§ **WHAT YOU WILL DO**
Change every "marker" to "dot" in the listing below, starting at the line containing "Task: each instance of the green" and ending at the line containing "[[72, 31], [141, 118], [203, 135], [57, 111]]". Give back only those lines, otherwise unaltered.

§ **INPUT**
_____
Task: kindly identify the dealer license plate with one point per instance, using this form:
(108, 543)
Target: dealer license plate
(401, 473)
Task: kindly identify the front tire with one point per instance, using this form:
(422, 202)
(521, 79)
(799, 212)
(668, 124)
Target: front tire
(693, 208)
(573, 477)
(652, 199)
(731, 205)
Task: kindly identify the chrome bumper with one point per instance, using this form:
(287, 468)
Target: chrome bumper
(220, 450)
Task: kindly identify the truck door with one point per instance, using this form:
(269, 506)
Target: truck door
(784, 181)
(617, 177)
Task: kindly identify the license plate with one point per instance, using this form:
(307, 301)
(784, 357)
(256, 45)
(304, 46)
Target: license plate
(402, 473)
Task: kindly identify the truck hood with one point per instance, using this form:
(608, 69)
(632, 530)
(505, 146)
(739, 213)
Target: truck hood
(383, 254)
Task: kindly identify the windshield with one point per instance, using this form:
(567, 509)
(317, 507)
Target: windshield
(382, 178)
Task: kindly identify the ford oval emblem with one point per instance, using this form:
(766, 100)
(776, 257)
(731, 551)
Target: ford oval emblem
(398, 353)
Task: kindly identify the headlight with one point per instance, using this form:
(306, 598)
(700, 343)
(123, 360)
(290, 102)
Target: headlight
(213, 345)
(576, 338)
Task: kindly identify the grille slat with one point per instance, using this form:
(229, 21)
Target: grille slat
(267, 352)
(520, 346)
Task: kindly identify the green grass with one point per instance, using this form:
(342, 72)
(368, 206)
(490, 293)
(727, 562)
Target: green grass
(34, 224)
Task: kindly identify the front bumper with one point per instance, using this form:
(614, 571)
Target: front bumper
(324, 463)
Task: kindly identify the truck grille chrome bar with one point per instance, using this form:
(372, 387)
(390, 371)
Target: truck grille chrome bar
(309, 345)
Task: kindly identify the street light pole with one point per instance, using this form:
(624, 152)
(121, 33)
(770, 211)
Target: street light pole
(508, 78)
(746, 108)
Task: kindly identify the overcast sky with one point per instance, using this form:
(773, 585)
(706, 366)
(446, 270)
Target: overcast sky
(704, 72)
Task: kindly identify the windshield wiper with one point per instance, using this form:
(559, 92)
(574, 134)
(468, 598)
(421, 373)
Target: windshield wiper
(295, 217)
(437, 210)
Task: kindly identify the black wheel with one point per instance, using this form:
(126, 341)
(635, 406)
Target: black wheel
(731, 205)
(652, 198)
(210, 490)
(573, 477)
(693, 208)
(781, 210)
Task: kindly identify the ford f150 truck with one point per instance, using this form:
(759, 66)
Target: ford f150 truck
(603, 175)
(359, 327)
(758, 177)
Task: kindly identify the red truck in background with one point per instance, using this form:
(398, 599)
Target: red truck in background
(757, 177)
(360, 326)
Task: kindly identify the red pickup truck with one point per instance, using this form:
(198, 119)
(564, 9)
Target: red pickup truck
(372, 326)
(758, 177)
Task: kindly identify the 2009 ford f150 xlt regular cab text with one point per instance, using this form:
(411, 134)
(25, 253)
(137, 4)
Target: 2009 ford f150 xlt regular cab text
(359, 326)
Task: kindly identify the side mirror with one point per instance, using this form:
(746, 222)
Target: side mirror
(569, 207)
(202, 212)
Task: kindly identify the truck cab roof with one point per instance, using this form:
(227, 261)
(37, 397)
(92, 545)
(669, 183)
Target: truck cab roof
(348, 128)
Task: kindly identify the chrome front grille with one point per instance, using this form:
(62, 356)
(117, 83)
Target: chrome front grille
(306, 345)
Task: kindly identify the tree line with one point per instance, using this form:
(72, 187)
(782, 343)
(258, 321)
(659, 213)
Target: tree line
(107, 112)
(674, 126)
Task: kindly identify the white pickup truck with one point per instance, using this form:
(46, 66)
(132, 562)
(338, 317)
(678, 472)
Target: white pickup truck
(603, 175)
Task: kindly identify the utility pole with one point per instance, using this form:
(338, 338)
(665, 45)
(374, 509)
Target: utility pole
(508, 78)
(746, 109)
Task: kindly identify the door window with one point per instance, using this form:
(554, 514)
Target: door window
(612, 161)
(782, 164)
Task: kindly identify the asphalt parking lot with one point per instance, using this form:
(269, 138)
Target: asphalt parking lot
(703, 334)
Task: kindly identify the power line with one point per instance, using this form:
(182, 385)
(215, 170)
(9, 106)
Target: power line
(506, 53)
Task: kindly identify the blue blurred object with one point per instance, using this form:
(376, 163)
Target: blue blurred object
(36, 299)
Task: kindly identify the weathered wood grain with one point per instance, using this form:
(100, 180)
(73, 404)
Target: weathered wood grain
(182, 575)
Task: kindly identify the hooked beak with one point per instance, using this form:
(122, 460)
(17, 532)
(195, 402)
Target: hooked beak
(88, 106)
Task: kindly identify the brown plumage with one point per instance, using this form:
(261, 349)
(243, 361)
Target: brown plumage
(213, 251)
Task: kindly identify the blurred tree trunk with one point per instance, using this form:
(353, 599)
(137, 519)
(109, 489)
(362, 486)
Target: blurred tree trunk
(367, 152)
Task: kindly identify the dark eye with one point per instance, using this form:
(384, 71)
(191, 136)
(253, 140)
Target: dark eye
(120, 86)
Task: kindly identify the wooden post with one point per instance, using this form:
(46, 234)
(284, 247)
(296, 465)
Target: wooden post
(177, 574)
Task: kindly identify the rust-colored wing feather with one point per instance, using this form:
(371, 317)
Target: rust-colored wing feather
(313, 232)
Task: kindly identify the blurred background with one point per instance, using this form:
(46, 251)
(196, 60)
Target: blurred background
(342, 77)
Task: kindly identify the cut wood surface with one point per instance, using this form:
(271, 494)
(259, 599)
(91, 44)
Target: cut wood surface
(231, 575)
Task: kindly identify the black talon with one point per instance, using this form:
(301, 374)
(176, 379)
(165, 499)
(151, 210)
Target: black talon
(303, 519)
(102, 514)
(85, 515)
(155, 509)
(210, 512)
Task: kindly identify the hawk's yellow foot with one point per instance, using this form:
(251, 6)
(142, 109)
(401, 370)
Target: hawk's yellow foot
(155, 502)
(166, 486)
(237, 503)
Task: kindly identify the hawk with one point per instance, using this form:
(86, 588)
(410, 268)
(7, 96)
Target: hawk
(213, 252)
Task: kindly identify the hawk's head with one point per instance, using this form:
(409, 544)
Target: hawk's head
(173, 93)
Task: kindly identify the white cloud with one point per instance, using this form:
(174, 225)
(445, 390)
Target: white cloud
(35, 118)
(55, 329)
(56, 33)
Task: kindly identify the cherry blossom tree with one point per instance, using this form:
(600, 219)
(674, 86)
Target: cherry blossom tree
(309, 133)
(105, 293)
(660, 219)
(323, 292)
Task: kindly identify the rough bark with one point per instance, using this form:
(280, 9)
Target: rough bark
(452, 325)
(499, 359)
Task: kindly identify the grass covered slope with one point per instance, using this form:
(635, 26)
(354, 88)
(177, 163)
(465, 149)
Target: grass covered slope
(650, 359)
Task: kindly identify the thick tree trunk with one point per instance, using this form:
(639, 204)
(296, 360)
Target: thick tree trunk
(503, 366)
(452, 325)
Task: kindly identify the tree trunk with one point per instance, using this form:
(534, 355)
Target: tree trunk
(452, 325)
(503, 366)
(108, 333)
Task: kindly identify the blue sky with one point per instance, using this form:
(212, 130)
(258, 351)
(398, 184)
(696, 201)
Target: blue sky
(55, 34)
_____
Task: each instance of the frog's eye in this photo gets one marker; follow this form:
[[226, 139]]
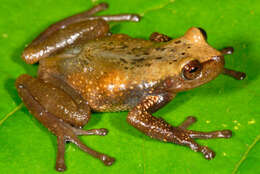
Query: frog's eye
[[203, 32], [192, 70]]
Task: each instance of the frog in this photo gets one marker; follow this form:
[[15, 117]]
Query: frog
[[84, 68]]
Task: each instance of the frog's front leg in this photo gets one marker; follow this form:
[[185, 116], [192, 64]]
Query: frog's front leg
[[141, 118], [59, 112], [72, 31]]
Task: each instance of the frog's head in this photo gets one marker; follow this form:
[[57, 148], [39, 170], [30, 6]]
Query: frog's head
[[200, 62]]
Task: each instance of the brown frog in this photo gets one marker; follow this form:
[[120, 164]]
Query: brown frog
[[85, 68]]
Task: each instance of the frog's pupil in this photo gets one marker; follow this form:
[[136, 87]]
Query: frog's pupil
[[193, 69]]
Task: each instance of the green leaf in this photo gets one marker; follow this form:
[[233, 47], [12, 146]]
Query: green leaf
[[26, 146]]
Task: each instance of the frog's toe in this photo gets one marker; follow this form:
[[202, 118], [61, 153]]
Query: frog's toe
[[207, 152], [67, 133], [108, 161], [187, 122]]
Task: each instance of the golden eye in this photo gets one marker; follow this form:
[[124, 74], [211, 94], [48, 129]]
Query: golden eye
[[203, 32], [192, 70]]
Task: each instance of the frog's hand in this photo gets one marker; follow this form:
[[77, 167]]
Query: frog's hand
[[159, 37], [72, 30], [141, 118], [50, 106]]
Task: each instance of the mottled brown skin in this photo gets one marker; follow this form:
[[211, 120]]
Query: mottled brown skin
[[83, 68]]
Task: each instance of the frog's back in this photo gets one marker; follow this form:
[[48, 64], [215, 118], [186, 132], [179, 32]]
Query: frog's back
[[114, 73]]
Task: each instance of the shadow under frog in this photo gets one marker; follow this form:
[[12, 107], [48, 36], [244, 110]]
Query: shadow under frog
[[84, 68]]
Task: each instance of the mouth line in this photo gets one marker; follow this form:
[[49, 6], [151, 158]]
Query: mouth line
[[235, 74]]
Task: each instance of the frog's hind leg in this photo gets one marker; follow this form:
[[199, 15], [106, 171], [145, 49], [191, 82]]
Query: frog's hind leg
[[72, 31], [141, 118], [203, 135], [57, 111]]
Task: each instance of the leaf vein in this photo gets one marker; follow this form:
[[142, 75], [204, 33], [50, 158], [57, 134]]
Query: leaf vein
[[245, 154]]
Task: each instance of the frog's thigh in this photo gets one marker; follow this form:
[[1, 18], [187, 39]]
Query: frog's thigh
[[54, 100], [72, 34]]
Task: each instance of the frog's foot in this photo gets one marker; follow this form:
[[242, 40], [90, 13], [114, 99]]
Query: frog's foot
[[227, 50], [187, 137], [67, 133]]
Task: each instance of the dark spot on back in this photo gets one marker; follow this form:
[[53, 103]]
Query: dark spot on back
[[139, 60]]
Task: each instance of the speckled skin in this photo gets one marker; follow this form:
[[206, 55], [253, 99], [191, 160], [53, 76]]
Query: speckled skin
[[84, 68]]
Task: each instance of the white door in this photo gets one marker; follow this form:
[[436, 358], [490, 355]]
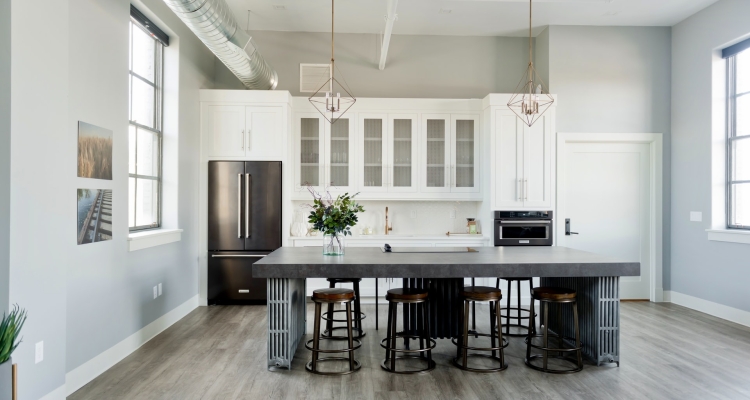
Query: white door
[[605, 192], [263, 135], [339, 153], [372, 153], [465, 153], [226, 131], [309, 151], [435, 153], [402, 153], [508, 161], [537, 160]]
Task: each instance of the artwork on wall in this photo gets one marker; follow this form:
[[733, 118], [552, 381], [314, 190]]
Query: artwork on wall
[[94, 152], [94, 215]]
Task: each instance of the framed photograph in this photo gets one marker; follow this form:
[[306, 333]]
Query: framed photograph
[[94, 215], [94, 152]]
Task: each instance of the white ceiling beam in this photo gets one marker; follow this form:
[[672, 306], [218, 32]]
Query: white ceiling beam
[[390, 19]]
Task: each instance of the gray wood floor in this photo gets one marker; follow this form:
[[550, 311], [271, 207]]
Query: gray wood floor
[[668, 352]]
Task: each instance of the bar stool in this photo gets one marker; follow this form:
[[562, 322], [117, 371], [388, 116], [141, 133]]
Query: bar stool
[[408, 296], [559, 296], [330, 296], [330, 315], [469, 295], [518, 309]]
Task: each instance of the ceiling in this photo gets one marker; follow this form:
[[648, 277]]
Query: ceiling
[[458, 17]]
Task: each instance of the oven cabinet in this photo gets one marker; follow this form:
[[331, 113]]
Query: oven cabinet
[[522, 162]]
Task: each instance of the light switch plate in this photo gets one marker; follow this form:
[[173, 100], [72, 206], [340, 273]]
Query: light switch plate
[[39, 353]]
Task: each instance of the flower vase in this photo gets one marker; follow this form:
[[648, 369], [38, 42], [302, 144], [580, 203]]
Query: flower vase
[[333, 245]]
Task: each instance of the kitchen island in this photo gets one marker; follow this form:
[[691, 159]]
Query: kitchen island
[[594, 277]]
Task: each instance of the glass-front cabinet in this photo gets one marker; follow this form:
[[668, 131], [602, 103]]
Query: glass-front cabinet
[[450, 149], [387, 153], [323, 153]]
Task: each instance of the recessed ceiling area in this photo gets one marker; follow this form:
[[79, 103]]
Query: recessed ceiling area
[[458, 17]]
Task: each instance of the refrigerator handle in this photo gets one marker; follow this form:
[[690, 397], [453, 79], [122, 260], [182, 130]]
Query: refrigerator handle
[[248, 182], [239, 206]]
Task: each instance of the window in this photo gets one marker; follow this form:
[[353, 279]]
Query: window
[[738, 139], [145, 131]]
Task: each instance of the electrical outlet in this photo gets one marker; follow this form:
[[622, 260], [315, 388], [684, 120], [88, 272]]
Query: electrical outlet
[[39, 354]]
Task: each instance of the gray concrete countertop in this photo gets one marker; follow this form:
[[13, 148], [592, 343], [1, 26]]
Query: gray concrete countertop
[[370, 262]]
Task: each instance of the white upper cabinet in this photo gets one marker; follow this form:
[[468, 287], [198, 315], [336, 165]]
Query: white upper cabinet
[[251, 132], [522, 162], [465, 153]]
_____
§ **WRITTEN RESPONSE**
Task: each instance of the green leaf in this photo gets one dot; follow this form:
[[233, 47], [12, 146]]
Query: green leaf
[[26, 146]]
Task: each instance of the frog's toe in this photo gets one dot; follow this form:
[[202, 118], [61, 153]]
Query: frog's toe
[[207, 152], [67, 133], [108, 161], [187, 122]]
Task: each instance of the golden eye in this photo gets one dot; follow this form:
[[124, 74], [211, 94], [48, 129]]
Query: golden eye
[[203, 32], [192, 70]]
Task: each instance of the frog's hand in this photo gets one dot; follow this form:
[[77, 167]]
Query: frog's hand
[[159, 37], [72, 30], [141, 118], [50, 106]]
Task: each instance of the mottled brown skin in this photo gets one dot; follow this form:
[[211, 120]]
Query: mottled brown skin
[[83, 68]]
Task: each instance of the frog's back in this photo gets one dot; follow this form:
[[48, 64], [215, 118], [186, 132], [179, 32]]
Query: frog's back
[[114, 73]]
Task: each instance of the shadow under frog in this photo gets one dot; follow this form:
[[12, 107], [48, 36], [244, 110]]
Query: shadow under frog
[[84, 68]]
Task: each instance of the mouth line in this photo gets one dot; follow this form:
[[49, 6], [151, 158]]
Query: mouth line
[[235, 74]]
Task: each instance of the frog's hind leg in this photo gets one dot; follow this form:
[[199, 15], [106, 171], [145, 49], [191, 82]]
Query: frog's hind leg
[[72, 31], [141, 118], [203, 135], [57, 111]]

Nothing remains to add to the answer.